Exercise instructions
Find each line in the records below that contains the word "water", and copy every such line in full.

— START OF Material shown —

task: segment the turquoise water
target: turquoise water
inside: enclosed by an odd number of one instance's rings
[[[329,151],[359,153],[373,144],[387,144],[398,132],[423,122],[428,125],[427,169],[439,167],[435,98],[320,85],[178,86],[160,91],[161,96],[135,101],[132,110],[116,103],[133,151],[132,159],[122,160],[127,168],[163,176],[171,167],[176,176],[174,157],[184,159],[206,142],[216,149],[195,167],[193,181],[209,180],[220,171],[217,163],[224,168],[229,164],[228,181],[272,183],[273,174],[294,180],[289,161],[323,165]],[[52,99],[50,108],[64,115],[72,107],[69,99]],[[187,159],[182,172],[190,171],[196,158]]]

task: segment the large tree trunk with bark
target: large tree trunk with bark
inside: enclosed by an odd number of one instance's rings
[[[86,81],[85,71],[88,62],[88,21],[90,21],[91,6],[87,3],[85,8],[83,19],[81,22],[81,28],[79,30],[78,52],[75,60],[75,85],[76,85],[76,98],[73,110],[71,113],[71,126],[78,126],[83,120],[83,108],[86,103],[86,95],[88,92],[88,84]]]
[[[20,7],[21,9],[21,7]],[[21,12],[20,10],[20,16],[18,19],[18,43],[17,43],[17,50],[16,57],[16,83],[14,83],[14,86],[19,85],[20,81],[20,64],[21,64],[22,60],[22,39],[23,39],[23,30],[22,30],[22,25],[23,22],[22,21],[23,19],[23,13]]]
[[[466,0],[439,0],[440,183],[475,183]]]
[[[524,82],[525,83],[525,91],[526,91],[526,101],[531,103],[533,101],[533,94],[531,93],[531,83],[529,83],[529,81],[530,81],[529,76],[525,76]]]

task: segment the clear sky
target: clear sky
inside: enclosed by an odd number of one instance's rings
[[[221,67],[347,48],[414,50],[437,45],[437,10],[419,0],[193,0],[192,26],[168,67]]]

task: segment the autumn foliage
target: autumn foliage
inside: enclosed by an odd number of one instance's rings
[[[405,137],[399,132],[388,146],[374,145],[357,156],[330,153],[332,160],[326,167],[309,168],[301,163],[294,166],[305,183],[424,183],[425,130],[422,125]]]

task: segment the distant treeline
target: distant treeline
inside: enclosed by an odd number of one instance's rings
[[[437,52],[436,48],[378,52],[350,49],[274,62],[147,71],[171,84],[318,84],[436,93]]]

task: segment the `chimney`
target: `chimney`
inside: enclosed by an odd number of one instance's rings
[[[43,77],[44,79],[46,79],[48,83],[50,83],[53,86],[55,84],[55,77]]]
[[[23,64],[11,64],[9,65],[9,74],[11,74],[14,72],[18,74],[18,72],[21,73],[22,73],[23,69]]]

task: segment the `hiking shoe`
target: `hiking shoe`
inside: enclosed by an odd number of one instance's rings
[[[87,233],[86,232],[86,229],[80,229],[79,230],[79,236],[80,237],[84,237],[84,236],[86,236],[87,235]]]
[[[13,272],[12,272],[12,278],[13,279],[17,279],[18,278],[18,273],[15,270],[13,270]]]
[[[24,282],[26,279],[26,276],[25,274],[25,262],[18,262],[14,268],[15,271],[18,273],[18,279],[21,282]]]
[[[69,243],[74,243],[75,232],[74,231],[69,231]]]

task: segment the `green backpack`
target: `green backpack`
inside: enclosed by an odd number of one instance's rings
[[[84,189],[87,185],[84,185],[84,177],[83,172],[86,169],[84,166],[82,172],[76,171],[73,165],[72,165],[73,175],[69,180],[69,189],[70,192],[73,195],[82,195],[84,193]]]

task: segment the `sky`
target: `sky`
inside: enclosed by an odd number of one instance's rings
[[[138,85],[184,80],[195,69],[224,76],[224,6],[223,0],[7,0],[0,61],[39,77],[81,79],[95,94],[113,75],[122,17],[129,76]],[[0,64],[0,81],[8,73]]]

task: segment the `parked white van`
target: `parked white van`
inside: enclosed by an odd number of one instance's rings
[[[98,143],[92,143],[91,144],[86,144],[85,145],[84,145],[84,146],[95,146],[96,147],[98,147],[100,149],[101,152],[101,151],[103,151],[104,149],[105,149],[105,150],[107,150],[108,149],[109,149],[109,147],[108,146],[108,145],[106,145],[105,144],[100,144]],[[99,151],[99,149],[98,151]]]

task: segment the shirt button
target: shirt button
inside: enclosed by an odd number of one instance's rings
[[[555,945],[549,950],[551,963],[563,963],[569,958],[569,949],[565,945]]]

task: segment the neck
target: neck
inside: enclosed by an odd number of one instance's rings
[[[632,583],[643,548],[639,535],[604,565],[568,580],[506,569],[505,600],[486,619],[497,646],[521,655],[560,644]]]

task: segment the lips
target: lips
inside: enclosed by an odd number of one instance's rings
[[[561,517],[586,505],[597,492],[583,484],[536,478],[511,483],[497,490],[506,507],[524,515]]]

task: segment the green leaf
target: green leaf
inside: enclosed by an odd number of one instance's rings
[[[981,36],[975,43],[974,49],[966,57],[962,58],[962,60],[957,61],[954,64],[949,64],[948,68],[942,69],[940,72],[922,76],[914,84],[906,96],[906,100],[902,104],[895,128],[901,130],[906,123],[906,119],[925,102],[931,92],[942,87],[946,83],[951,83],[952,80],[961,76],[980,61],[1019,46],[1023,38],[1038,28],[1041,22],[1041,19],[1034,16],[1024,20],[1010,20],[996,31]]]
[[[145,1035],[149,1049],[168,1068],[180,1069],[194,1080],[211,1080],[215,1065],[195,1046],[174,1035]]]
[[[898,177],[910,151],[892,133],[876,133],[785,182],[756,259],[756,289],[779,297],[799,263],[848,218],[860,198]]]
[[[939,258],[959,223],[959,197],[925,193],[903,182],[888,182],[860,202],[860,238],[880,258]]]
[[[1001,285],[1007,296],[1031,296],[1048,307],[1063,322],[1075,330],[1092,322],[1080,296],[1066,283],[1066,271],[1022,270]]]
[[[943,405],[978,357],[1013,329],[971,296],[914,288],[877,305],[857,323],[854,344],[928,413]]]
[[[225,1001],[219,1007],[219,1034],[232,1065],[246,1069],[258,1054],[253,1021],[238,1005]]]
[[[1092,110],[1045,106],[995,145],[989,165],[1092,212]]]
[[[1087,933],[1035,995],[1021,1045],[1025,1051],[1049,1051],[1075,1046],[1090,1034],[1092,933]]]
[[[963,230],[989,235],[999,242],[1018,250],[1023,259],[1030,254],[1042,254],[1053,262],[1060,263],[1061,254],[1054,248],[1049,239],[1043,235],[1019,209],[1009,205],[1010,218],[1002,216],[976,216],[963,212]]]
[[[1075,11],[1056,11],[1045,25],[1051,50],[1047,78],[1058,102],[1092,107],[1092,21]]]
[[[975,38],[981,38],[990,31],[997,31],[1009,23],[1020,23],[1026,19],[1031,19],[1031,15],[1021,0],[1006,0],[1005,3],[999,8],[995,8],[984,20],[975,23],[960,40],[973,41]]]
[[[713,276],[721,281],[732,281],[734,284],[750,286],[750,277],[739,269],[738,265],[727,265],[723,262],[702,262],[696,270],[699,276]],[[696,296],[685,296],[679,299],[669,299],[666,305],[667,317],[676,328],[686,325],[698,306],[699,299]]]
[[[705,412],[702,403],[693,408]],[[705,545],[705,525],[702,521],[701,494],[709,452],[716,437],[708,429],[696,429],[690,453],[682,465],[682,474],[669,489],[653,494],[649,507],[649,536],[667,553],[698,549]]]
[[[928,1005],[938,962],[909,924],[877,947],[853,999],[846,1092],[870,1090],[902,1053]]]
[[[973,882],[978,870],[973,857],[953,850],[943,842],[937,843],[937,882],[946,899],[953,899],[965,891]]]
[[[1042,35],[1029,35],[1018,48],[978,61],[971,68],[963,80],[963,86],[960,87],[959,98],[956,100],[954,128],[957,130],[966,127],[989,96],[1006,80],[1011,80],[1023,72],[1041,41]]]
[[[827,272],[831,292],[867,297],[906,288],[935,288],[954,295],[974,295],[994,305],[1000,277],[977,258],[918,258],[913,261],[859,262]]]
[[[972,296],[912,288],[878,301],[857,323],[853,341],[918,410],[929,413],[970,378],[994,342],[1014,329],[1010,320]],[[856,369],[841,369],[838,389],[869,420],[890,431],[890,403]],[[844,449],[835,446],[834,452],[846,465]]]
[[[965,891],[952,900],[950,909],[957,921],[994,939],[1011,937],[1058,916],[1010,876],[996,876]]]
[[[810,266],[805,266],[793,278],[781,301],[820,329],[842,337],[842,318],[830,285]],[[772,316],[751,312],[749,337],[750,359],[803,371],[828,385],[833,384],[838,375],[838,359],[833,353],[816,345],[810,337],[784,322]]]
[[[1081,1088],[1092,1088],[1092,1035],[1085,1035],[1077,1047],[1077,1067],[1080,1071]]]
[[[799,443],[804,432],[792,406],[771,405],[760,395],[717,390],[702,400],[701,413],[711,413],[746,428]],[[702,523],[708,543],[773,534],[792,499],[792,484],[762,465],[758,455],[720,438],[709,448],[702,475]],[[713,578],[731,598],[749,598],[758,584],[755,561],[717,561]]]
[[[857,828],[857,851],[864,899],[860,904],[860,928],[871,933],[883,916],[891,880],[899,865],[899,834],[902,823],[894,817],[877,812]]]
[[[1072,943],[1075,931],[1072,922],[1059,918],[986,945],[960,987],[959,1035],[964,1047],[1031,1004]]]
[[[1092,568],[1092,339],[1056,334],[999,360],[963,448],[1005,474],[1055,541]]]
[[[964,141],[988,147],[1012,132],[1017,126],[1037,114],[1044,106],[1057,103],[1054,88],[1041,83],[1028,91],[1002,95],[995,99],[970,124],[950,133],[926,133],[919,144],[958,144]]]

— END OF Material shown —

Answer to this task
task: segment the turquoise water
target: turquoise water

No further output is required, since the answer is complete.